-- start of Passage provided --

On Wednesday I read with Samantha Wynne-Rhydderch the Dylan Thomas Centre in Swansea as part of the Dylan Thomas Festival. I was very excited about the invitation, and it was only when the organiser, Jo Furber, asked me about whether Dylan Thomas had influenced me, that I realised why it meant so much to me.

I first remember being aware of Dylan Thomas when I was about eleven and my older brother studied Under Milk Wood at school. He relished the language and humour and started reciting chunks of it at home in his best Richard Burton impression. I’m glad to say his class were listening to it, not just reading it. I don’t think I’d realised before the importance of hearing poetry and the great pleasure of speaking it – particularly so with the kind of poetry that fills the mouth as this does. My brother was thrilled with the ‘naughtiness’ of Llareggub and that made a great impression on me, too. Neither of us realised you could be a serious and respected poet and subtly slip in something so rude (as we perceived it). And there was more, of course. My brother’s enthusiasm prompted my mother to dig out a Dylan Thomas collection from the bookcase, and although some of it was beyond me then, I knew Do Not Go Gentle Into That Good Night very well by the time my brother died three years later. I know that’s the one villanelle everyone digs out when they’re teaching form – something else that has been immensely important to me – but it remains the pinnacle of that particular form, and for good reason. The containment of strong emotion in the manacles of a tight form gives it great power, and that’s probably the most important thing I learnt from this particular master.

-- end of Passage provided --

→ Problem statement: In the passage about Dylan Thomas's influence, which work was the writer's older brother studying at school?

-- start of Collected data --

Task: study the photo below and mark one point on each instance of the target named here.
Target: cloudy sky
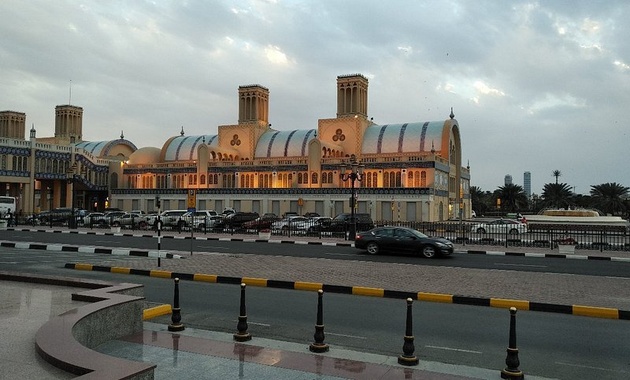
(535, 86)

-- end of Collected data --

→ Answer for the task: Under Milk Wood